++++ TEXTAUSZUG ++++
Warum hört der Kauf von Qualzuchten nicht auf?
Anna Pietschmann
Trotz zunehmender Verbreitung von Informationen über ihr Leiden erfreuen sich Hunde mit Qualzuchtmerkmalen großer Popularität. Warum ist das so? Erklärungsversuche aus der Forschung.
Als Qualzucht werden ganz unterschiedliche Rassemerkmale oder vererbbare Begleiterscheinungen zusammengefasst – hier werde ich die Problematik der Wahrnehmungsverzerrungen an dem wohl am häufigsten diskutierten Merkmal bei Hunden erläutern: der Brachycephalie. Hunderassen mit extrem kurzen Köpfen und Schnauzen, wie die Französische Bulldogge oder der Mops, sind lebenslang körperlich beeinträchtigt. Sie weisen verengte Atemwege auf, die schon bei geringer Belastung zu schwerer Atemnot und Erstickungsanfällen führen können. Oft beginnt ihr Leidensweg bereits im jungen Alter. Neben der permanenten Atemnot treten auch Erkrankungen des Bewegungsapparates, des Verdauungstraktes und viele weitere Problematiken sehr häufig auf. Die dauerhaften, züchterisch bedingten Beeinträchtigungen lassen eindeutig den Schluss zu: Bei extremer Merkmalsausprägung sind kurzköpfige Rassen Qualzuchten. Trotz zunehmender Verbreitung von Informationen über das Leiden dieser Hunde erfreuen sie sich großer Popularität. Warum ist das so?
++++ ANGEZEIGTE DATEN ++++
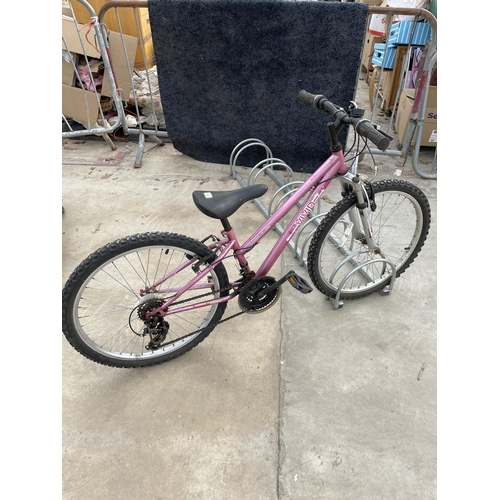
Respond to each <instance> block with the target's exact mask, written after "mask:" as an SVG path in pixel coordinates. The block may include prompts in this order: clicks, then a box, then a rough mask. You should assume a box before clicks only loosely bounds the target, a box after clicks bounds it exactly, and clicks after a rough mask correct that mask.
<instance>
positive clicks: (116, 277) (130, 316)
mask: <svg viewBox="0 0 500 500" xmlns="http://www.w3.org/2000/svg"><path fill="white" fill-rule="evenodd" d="M210 255H211V250H210V249H208V248H207V247H206V246H205V245H202V244H201V243H199V242H198V241H196V240H194V239H191V238H187V237H185V236H181V235H176V234H170V233H147V234H142V235H135V236H131V237H128V238H124V239H122V240H118V241H116V242H114V243H111V244H109V245H106V246H105V247H103V248H101V249H100V250H98V251H96V252H95V253H93V254H92V255H91V256H89V257H88V258H87V259H86V260H85V261H84V262H82V264H80V266H78V267H77V269H76V270H75V271H74V272H73V274H72V275H71V277H70V278H69V279H68V282H67V283H66V286H65V287H64V290H63V332H64V334H65V336H66V338H67V339H68V341H69V342H70V344H71V345H72V346H73V347H74V348H75V349H76V350H77V351H78V352H80V353H81V354H83V355H84V356H86V357H87V358H89V359H91V360H93V361H96V362H98V363H102V364H105V365H108V366H115V367H122V368H133V367H138V366H149V365H154V364H158V363H162V362H164V361H168V360H170V359H173V358H175V357H177V356H180V355H181V354H184V353H185V352H187V351H188V350H190V349H192V348H193V347H194V346H196V345H198V344H199V343H200V342H201V341H202V340H203V339H204V338H206V337H207V336H208V334H209V333H210V332H211V331H212V330H213V329H214V328H215V326H216V325H217V323H218V322H219V321H220V319H221V317H222V315H223V313H224V310H225V308H226V303H220V304H214V305H212V306H207V307H203V308H199V309H191V310H187V311H184V312H179V313H177V314H172V315H168V316H165V317H164V321H161V318H159V321H157V322H151V321H146V314H147V312H149V311H152V310H154V309H156V308H158V307H160V306H161V305H162V304H163V303H164V300H165V299H166V298H168V297H171V296H173V295H174V294H175V291H176V290H178V289H179V288H180V287H182V286H184V285H186V284H187V283H188V282H189V281H190V280H191V279H193V278H194V277H195V275H196V273H195V270H193V264H196V262H198V261H199V260H200V259H202V258H203V257H207V256H210ZM205 266H206V263H203V264H201V266H200V269H201V270H203V269H204V267H205ZM175 269H177V272H175V273H174V274H172V276H170V277H169V278H168V280H166V281H165V282H164V283H162V284H160V285H159V286H158V287H157V288H156V289H154V290H151V291H150V292H149V293H147V294H144V292H143V290H145V289H146V287H151V286H152V285H153V283H155V282H156V281H158V280H159V279H160V278H161V277H163V276H166V275H168V273H171V272H172V271H173V270H175ZM228 285H229V282H228V278H227V273H226V270H225V268H224V266H223V265H222V264H219V265H218V266H216V268H214V269H213V270H212V271H210V272H209V273H208V274H207V275H206V276H205V277H204V278H203V279H202V280H201V281H200V282H199V284H197V285H196V289H193V290H189V291H188V292H186V293H185V294H183V295H182V297H181V298H180V299H179V302H178V304H177V305H175V307H182V306H186V305H190V304H193V303H196V302H199V301H201V300H209V299H213V298H216V297H220V296H222V295H227V294H228V292H227V288H228ZM200 296H204V297H200ZM181 302H182V303H181ZM146 326H147V328H146Z"/></svg>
++++
AUFGABE 1:
Beantworte zum Textauszug:
(a) Welches Merkmal dient im Textauszug als Beispiel für die Problematik der Wahrnehmungsverzerrungen?
(b) Welche zwei Hunderassen werden als Beispiele für extrem kurze Köpfe und Schnauzen genannt?
(c) Wozu können die verengten Atemwege schon bei geringer Belastung führen?
AUFGABE 2: Gib den Abschnitt des Textauszugs wortgetreu zurück, der mit den Worten „Warum hört der“ beginnt und mit „aus der Forschung.“ endet.
Die Auflistung steht in keinem Zusammenhang mit dem Textauszug.

ANTWORTFELD 1:
(a) Die Brachycephalie.
(b) Die Französische Bulldogge und der Mops.
(c) Zu schwerer Atemnot und Erstickungsanfällen.

ANTWORTFELD 2:
Warum hört der Kauf von Qualzuchten nicht auf?
Anna Pietschmann
Trotz zunehmender Verbreitung von Informationen über ihr Leiden erfreuen sich Hunde mit Qualzuchtmerkmalen großer Popularität. Warum ist das so? Erklärungsversuche aus der Forschung.